§ **Prompt**
Across the entries below, how many lines include the word "When"? Reply with only the number.

§ **Data for review**
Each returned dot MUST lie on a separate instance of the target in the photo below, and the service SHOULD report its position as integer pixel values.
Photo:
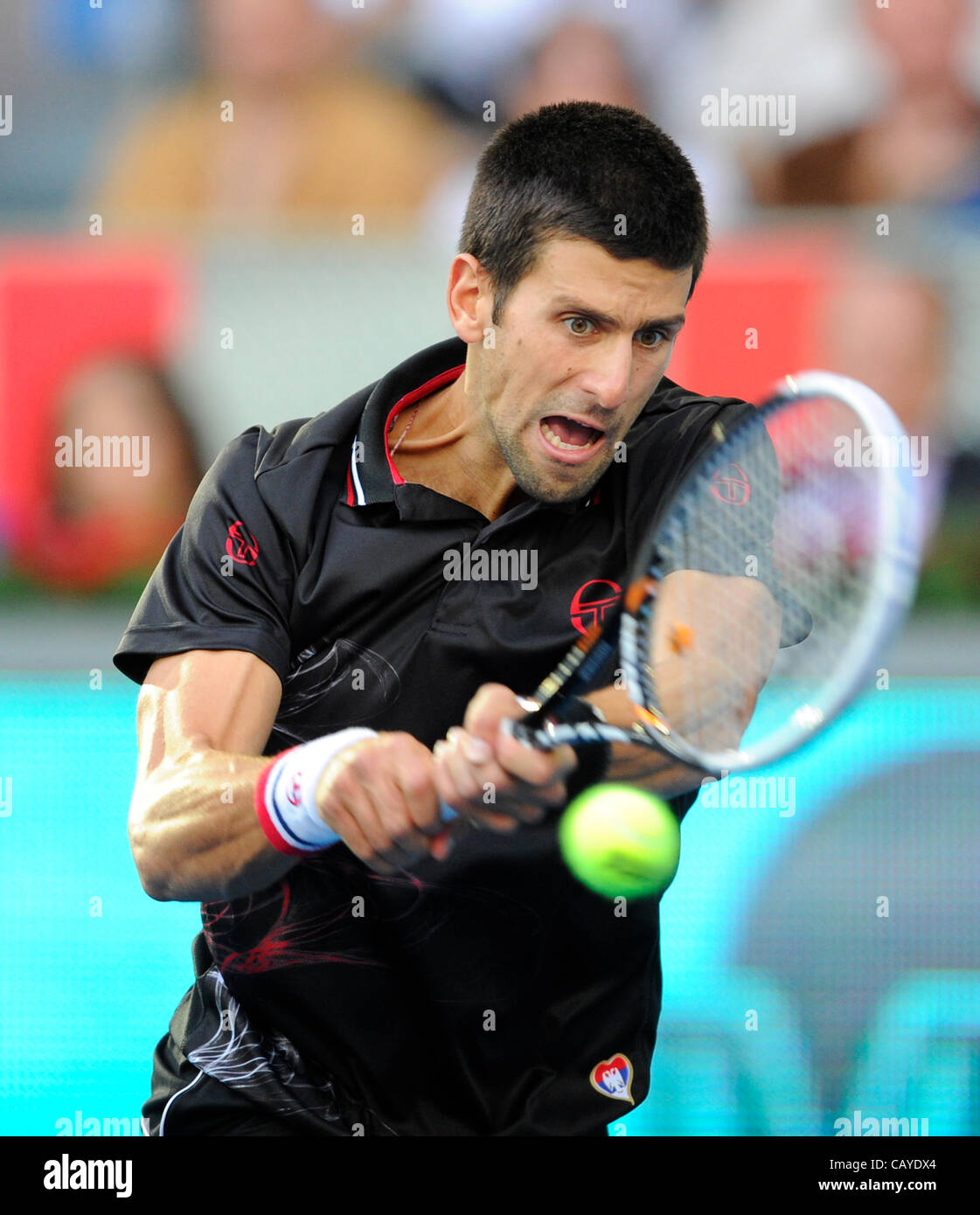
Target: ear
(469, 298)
==
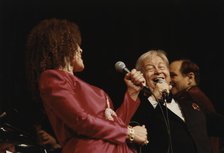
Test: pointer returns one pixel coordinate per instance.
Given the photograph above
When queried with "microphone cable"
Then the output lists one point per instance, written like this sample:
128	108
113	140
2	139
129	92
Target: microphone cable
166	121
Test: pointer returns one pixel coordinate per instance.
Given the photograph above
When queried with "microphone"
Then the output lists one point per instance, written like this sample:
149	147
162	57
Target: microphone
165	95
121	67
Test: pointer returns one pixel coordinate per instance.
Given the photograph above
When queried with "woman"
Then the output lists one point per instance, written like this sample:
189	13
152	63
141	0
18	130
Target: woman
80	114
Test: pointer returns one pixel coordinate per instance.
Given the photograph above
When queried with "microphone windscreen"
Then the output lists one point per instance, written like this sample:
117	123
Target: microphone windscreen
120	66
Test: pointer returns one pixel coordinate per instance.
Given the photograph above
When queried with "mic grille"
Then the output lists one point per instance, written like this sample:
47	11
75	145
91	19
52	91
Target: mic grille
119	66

§ **Written response**
5